SOURCE DOCUMENT section start

What Are the Treatments for Alcoholism?

Alcohol Rehab is the most common form of treatment. The goal of treatment for alcoholism is abstinence. Among alcoholics with otherwise good health, social support, and motivation, the likelihood of recovery is good. Approximately 50% to 60% remain abstinent at the end of a year’s treatment and a majority of those stay dry permanently. Those with poor social support, poor motivation, or psychiatric disorders tend to relapse within a few years of treatment. For these people, success is measured by longer periods of abstinence, reduced use of alcohol, better health, and improved social functioning.

When Is It Time for Treatment? (Alcohol Rehab)

Alcohol-related problems — which result from drinking too much, too fast, or too often — are among the most significant public health issues in the United States.

Many people struggle with controlling their drinking at some time in their lives. Approximately 17 million adults ages 18 and older have an alcohol use disorder (AUD) and 1 in 10 children live in a home with a parent who has a drinking problem.

SOURCE DOCUMENT section end
EXERCISE DATA section start

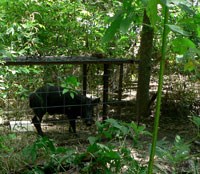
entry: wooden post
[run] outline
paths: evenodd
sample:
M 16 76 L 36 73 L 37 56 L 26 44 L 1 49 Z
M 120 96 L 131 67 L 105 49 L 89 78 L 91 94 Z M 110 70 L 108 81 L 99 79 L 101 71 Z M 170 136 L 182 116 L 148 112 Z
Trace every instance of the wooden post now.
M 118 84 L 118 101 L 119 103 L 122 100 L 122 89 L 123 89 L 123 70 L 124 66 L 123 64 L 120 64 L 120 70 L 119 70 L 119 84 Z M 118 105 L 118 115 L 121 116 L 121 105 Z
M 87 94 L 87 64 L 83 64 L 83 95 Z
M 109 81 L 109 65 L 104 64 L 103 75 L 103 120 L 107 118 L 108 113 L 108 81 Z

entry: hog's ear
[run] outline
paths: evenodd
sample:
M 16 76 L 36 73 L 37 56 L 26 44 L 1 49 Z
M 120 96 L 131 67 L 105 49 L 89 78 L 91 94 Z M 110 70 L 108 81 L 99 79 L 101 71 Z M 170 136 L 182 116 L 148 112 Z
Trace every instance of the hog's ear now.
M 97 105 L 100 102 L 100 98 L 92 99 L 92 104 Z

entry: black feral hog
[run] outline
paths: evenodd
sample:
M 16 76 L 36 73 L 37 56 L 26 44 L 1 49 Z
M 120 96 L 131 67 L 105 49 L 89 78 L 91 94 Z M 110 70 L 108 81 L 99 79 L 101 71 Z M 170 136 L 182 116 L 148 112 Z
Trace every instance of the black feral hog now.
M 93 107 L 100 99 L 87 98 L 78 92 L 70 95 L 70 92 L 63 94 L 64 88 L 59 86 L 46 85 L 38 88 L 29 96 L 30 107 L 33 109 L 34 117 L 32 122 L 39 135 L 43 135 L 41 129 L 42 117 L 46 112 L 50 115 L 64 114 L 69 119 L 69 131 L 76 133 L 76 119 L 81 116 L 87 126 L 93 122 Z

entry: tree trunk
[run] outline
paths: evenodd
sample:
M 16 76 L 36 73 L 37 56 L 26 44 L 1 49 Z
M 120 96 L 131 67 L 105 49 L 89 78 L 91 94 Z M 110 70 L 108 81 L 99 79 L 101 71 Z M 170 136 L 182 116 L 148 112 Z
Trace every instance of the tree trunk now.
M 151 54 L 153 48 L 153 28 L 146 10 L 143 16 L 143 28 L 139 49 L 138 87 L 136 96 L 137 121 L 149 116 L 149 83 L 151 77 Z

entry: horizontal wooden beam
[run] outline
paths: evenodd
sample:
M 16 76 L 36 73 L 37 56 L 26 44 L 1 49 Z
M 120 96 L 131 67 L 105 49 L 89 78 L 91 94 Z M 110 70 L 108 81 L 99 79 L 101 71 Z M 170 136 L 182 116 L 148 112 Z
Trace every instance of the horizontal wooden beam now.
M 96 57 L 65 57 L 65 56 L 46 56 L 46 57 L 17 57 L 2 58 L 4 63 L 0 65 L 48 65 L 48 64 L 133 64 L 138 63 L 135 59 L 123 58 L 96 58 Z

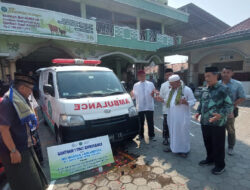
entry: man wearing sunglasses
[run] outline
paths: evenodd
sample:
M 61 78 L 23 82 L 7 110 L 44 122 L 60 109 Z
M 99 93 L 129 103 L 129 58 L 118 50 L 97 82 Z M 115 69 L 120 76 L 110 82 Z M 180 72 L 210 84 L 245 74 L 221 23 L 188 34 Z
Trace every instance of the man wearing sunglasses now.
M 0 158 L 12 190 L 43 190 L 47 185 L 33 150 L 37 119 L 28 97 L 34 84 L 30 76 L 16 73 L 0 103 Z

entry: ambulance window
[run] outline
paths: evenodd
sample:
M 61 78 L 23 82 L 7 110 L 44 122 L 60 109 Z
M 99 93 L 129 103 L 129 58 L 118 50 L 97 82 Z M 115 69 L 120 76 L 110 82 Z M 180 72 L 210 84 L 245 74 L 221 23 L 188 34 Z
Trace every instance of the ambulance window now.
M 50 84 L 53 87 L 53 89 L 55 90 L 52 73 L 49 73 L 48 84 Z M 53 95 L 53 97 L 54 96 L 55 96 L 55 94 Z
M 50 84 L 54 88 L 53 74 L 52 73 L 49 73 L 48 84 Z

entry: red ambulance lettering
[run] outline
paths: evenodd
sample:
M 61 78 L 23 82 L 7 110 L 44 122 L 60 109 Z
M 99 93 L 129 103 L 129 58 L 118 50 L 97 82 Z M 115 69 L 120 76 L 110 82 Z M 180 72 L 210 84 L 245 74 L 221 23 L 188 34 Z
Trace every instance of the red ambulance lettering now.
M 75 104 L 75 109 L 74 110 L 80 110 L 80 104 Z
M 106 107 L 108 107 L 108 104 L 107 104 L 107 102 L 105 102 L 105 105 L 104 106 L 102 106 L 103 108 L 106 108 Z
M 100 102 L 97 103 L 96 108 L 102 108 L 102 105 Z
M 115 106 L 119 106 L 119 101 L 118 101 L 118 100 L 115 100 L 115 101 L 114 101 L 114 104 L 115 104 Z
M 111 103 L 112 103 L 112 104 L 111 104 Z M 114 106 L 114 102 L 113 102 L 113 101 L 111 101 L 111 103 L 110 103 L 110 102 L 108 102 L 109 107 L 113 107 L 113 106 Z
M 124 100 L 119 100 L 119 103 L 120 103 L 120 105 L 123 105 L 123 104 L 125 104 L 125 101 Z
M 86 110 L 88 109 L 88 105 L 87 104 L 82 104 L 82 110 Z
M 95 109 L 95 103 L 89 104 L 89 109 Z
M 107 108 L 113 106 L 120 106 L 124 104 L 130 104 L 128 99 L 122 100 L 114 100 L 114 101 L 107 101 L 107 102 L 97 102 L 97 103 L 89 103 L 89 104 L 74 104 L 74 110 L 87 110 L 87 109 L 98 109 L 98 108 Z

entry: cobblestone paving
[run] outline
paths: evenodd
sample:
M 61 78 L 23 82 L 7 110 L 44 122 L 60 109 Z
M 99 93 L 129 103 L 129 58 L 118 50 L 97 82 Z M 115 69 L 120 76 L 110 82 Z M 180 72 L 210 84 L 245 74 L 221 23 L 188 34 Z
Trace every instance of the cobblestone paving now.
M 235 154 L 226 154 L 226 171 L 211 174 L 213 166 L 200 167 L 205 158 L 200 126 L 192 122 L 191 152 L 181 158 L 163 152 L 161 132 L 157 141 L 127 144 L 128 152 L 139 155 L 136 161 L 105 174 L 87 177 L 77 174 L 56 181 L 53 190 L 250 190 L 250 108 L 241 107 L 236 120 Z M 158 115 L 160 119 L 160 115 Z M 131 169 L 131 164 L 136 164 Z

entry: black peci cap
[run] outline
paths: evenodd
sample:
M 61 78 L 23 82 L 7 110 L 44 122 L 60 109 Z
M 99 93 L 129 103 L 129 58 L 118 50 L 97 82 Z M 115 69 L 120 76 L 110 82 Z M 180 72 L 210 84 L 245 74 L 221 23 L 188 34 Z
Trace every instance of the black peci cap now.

EXERCISE DATA section end

** REQUIRED ACTIONS **
**a.** Duplicate the part of the alcoholism treatment passage that starts at "Alcohol-related problems —" and ends at "the United States.".
**b.** According to the alcoholism treatment passage, what share of alcoholics remain abstinent at the end of a year's treatment?
Rely only on the alcoholism treatment passage.

** RESULTS OF THE TASKS **
**a.**
Alcohol-related problems — which result from drinking too much, too fast, or too often — are among the most significant public health issues in the United States.

**b.** Approximately 50% to 60%.